Ocena wątku:
  • 0 głosów - średnia: 0
  • 1
  • 2
  • 3
  • 4
  • 5
Carmelo Anthony
#1
[Obrazek: carmeloanthonyknicks.jpg]
Imię:Carmelo Kiyan
Nazwisko:Anthony
Miejsce ur.:Nowy Jork
Narodowość:USA
Waga:100kg
Wzrost:203cm
Nagrody: 2xNBA All Star,3x 3rd All NBA team, 1st All Rookie team

Rekordy życiowe:


Pkt: 50
FGM: 19
FGA: 32
Przechwyty: 5
Bloki: 4
3PTM: 5
3PTA: 9
FTM: 19
FTA: 24
of.zbiórki: 12
def.zbiórki: 12
zbiórki: 16
Asysty: 11
Minuty: 52

Bio: Carmelo urodził się w Red Hook projects w Brooklynie, Nowym Jorku.
Jego ojciec był Portorykańczykiem a matka Afro-Amerykanką.
Ojciec Melo' zmarł na raka kiedy ten skończył 2 lata, kiedy miał 8 lat przeprowadził się z matką do Baltimore
gdzie ćwiczył nie tylko swoje zdolności atletyczne lecz też zdolności przetrwania.
Baltimore było wtedy miastem o najwyższej przestępczości , i o jednym z największych % morderstw na tle rasowym.
Anthony opisywał życie w Baltimore tak: "Przyzwyczaiłem się już do ciał leżących na chodnikach przykrytych kocem i nic nie robiącej z tym policji"

========================================

POLECENIA:
a – Wypisz wszystkie nagrody wymienione w tekście o Carmelo Anthonym.
b – Proszę powtórzyć dosłownie fragment tekstu o Carmelo Anthonym, zaczynając od „Ojciec Melo' zmarł” i ciągnąc aż do „też zdolności przetrwania.”.
Korzystaj wyłącznie z tekstu o Carmelo Anthonym.

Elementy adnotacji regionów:

========================================

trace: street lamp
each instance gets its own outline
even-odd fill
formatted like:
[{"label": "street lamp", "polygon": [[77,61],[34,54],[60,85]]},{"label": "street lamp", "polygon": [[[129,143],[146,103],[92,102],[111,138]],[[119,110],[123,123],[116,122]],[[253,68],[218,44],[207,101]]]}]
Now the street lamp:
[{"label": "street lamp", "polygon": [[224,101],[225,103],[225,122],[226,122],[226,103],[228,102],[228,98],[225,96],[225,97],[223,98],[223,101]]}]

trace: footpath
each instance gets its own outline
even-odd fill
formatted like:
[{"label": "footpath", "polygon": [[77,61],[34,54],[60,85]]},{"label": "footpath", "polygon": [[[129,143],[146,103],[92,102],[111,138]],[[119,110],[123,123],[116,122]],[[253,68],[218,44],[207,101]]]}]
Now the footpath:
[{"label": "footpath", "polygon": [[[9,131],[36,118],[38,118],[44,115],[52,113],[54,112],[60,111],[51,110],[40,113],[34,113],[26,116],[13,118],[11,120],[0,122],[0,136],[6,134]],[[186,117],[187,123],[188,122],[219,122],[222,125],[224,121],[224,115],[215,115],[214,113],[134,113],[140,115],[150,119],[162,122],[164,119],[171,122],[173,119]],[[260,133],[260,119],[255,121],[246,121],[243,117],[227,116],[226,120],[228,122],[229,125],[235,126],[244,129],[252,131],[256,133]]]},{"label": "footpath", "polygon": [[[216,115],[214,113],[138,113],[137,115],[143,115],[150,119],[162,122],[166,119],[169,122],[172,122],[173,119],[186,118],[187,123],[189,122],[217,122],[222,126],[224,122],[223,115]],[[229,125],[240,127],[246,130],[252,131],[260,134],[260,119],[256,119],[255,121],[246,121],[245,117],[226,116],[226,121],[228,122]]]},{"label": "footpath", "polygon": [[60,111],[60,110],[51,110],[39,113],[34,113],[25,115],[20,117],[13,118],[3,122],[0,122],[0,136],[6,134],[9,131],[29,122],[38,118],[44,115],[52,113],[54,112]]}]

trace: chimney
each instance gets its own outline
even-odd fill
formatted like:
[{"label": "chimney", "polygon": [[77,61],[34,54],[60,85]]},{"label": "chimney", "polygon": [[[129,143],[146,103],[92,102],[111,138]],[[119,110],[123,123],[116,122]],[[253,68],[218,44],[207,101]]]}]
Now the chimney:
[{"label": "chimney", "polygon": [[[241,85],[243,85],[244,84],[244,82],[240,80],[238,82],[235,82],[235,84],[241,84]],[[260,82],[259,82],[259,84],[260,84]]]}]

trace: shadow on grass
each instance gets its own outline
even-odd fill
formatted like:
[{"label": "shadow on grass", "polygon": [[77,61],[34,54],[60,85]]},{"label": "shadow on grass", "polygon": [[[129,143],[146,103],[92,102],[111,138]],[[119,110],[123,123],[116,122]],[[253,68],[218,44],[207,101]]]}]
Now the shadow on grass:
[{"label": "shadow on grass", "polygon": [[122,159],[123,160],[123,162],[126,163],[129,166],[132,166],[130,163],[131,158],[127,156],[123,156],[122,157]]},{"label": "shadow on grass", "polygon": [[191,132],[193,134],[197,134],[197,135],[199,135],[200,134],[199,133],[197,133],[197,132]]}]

========================================

ROZWIĄZANIA ZADAŃ:
a –
- 2xNBA All Star
- 3x 3rd All NBA team
- 1st All Rookie team

b –
Ojciec Melo' zmarł na raka kiedy ten skończył 2 lata, kiedy miał 8 lat przeprowadził się z matką do Baltimore
gdzie ćwiczył nie tylko swoje zdolności atletyczne lecz też zdolności przetrwania.